● **Aufgabe**: Formatiere den Abschnitt vom Anfang der Datensätze bis einschließlich der Zeile mit „278 122 448 159“ als Markdown-Tabelle mit den Spalten „Nummer“ (fortlaufende Zeilennummer) und „Zeile“. Lass Leerzeilen dabei weg.

● **Gezeigtes Material**:
##############################

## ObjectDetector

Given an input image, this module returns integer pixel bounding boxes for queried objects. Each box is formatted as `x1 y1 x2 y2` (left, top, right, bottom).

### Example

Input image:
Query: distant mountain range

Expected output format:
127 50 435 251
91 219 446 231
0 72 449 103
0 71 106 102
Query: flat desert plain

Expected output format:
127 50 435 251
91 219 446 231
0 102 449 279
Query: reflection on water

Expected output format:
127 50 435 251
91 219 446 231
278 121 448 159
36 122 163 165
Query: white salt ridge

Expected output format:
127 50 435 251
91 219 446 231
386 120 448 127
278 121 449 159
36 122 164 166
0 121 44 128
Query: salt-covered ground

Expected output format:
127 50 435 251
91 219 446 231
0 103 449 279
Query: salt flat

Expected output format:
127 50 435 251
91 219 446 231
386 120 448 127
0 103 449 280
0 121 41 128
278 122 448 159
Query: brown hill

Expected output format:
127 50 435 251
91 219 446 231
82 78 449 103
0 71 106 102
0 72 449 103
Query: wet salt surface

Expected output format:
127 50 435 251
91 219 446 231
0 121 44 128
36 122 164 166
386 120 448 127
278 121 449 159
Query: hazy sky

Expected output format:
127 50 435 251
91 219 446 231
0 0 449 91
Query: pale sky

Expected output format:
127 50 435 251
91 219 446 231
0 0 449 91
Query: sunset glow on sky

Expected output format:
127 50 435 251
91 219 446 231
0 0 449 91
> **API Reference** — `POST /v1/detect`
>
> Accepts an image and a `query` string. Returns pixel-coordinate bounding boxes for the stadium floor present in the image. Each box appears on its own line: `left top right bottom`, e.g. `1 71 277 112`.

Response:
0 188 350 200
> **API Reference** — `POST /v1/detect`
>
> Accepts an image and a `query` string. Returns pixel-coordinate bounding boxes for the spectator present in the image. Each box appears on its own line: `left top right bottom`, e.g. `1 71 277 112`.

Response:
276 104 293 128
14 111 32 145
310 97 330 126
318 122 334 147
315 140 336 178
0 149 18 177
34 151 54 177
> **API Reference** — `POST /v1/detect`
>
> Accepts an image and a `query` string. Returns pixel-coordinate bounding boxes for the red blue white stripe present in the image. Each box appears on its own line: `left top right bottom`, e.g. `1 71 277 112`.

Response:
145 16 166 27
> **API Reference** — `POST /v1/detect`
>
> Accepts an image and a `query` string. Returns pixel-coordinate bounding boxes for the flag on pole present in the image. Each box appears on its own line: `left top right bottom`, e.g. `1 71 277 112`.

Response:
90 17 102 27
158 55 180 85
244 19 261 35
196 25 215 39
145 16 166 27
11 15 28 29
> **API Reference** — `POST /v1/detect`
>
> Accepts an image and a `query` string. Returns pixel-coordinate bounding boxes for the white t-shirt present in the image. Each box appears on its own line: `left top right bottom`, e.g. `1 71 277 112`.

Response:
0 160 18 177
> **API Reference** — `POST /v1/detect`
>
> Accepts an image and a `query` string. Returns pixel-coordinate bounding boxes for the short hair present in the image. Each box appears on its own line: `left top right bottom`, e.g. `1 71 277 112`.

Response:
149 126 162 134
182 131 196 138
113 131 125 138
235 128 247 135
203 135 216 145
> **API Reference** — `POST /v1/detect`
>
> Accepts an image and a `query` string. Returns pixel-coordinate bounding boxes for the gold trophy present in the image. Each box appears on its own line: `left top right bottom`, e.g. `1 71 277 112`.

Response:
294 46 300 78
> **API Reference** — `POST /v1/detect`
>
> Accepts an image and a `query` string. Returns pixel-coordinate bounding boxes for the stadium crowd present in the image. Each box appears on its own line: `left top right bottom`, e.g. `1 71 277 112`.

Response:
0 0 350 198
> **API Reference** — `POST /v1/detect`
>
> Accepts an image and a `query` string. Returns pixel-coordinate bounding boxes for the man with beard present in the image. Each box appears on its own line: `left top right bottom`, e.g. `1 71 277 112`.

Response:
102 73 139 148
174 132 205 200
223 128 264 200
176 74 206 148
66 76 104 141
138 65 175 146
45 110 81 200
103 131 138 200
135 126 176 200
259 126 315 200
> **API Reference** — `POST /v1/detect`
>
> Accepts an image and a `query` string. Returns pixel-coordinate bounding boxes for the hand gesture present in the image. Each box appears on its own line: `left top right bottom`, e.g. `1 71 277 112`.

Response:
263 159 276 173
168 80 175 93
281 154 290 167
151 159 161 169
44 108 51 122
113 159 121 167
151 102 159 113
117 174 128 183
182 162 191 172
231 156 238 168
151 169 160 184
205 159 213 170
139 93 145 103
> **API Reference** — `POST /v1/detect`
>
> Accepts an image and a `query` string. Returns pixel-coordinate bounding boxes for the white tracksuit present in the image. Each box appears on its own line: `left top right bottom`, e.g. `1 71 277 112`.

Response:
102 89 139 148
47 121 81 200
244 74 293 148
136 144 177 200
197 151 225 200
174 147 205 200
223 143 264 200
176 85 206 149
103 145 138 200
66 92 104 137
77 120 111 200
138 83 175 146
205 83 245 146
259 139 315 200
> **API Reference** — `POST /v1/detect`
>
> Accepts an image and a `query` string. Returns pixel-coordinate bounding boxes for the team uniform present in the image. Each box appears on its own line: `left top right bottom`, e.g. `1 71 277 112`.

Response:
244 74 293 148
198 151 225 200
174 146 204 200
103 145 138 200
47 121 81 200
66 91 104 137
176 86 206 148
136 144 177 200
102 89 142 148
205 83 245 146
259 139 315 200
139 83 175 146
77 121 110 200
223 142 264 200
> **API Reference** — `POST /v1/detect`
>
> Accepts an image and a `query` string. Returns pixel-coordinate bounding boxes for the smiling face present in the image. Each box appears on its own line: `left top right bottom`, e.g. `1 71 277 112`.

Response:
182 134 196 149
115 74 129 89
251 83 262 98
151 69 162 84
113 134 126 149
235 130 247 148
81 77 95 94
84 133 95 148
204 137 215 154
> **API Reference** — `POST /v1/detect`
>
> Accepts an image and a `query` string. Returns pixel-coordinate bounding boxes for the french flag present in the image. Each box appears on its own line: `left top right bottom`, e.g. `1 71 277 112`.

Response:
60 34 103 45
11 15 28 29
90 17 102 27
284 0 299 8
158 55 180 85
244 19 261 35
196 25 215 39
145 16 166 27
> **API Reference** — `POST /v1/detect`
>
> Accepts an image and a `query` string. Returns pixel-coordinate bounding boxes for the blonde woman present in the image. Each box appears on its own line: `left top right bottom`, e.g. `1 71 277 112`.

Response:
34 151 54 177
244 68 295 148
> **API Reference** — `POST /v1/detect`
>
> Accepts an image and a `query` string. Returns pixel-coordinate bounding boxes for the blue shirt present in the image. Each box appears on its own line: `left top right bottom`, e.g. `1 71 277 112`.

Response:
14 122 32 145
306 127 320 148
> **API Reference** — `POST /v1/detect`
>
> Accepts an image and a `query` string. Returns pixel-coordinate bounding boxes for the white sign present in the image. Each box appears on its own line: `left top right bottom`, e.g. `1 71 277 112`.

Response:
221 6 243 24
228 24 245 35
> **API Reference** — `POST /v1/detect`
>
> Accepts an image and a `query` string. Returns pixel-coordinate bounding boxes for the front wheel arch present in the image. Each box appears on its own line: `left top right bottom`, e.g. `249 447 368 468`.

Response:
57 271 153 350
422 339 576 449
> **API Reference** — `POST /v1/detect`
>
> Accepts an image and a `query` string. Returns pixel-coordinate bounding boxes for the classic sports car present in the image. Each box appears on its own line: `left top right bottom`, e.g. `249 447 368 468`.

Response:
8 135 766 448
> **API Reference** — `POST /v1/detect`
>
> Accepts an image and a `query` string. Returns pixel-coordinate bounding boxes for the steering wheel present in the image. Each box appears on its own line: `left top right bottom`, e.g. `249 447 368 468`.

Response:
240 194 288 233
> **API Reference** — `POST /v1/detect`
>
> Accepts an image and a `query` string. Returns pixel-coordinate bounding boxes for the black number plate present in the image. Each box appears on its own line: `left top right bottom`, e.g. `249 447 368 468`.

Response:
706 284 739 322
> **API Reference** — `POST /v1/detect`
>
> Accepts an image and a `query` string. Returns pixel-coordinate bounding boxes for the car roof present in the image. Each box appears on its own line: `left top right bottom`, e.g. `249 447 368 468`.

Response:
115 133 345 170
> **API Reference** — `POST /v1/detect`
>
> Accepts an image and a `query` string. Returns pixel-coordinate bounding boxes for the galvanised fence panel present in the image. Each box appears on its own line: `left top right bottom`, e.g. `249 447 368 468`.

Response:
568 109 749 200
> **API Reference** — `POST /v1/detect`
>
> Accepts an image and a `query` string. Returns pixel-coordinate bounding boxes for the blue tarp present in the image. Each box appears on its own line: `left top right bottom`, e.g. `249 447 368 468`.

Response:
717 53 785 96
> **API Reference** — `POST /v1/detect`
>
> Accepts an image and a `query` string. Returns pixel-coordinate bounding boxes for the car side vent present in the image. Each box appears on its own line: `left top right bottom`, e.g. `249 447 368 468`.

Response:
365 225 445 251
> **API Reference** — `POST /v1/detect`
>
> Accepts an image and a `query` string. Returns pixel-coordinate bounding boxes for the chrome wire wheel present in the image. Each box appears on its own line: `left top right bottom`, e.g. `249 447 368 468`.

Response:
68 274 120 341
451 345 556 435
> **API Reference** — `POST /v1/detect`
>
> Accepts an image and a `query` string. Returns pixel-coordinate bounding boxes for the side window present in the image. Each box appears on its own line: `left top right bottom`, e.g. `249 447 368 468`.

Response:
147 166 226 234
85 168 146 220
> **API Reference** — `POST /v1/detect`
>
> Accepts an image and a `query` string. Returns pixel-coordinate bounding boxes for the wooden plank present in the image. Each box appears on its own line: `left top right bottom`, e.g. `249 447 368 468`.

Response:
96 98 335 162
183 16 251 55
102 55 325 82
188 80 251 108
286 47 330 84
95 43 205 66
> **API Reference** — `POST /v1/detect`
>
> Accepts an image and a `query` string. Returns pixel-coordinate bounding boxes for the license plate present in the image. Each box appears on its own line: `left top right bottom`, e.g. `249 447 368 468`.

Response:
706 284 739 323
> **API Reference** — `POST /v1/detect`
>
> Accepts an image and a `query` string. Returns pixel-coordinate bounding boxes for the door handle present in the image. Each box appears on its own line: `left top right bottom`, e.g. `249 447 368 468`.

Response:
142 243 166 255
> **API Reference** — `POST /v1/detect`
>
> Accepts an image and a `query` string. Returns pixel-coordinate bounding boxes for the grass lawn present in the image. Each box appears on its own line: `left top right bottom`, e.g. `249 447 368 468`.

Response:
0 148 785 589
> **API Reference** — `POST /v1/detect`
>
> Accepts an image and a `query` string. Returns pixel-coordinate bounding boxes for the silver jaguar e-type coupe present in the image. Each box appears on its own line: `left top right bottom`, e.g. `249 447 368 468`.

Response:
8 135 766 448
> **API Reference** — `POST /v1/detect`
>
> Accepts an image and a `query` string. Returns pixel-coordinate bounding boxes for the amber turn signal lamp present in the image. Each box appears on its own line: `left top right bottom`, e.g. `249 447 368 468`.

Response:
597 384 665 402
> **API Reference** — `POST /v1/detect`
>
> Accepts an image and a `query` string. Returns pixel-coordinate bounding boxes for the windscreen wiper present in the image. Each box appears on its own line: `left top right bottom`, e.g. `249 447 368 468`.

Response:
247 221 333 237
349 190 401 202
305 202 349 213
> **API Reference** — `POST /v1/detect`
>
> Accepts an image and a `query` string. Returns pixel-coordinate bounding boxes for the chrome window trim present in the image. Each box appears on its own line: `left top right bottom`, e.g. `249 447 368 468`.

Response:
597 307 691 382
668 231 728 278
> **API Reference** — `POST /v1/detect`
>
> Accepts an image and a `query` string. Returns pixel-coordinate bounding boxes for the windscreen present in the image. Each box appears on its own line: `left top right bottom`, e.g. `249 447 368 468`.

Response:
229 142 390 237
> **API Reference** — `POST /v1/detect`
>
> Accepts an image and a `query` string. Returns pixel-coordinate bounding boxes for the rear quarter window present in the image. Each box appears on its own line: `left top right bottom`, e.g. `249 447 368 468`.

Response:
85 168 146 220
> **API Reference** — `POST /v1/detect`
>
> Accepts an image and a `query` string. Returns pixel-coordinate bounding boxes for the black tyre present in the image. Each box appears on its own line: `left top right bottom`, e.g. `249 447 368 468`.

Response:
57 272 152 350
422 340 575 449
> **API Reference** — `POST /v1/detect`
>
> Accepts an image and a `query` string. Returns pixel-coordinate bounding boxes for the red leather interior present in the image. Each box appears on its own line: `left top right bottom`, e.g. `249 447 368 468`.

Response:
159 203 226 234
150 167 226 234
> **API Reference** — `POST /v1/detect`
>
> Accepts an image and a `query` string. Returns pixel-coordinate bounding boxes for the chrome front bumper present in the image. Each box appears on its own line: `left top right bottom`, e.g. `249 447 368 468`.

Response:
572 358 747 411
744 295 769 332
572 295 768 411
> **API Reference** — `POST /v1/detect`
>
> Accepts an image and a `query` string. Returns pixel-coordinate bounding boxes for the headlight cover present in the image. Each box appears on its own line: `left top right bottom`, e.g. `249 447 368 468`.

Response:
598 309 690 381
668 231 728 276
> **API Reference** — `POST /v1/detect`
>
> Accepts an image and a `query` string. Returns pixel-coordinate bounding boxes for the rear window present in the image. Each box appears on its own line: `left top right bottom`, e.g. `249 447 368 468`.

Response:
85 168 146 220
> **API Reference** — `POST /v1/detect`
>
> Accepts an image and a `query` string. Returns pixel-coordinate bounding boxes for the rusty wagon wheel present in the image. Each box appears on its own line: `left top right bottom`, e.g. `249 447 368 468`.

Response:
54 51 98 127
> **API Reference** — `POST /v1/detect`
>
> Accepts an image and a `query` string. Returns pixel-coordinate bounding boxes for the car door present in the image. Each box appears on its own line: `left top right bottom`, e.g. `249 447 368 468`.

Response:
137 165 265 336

##############################

● **Schriftliche Antwort**:
| Nummer | Zeile |
|---|---|
| 1 | ## ObjectDetector |
| 2 | Given an input image, this module returns integer pixel bounding boxes for queried objects. Each box is formatted as `x1 y1 x2 y2` (left, top, right, bottom). |
| 3 | ### Example |
| 4 | Input image: |
| 5 | Query: distant mountain range |
| 6 | Expected output format: |
| 7 | 127 50 435 251 |
| 8 | 91 219 446 231 |
| 9 | 0 72 449 103 |
| 10 | 0 71 106 102 |
| 11 | Query: flat desert plain |
| 12 | Expected output format: |
| 13 | 127 50 435 251 |
| 14 | 91 219 446 231 |
| 15 | 0 102 449 279 |
| 16 | Query: reflection on water |
| 17 | Expected output format: |
| 18 | 127 50 435 251 |
| 19 | 91 219 446 231 |
| 20 | 278 121 448 159 |
| 21 | 36 122 163 165 |
| 22 | Query: white salt ridge |
| 23 | Expected output format: |
| 24 | 127 50 435 251 |
| 25 | 91 219 446 231 |
| 26 | 386 120 448 127 |
| 27 | 278 121 449 159 |
| 28 | 36 122 164 166 |
| 29 | 0 121 44 128 |
| 30 | Query: salt-covered ground |
| 31 | Expected output format: |
| 32 | 127 50 435 251 |
| 33 | 91 219 446 231 |
| 34 | 0 103 449 279 |
| 35 | Query: salt flat |
| 36 | Expected output format: |
| 37 | 127 50 435 251 |
| 38 | 91 219 446 231 |
| 39 | 386 120 448 127 |
| 40 | 0 103 449 280 |
| 41 | 0 121 41 128 |
| 42 | 278 122 448 159 |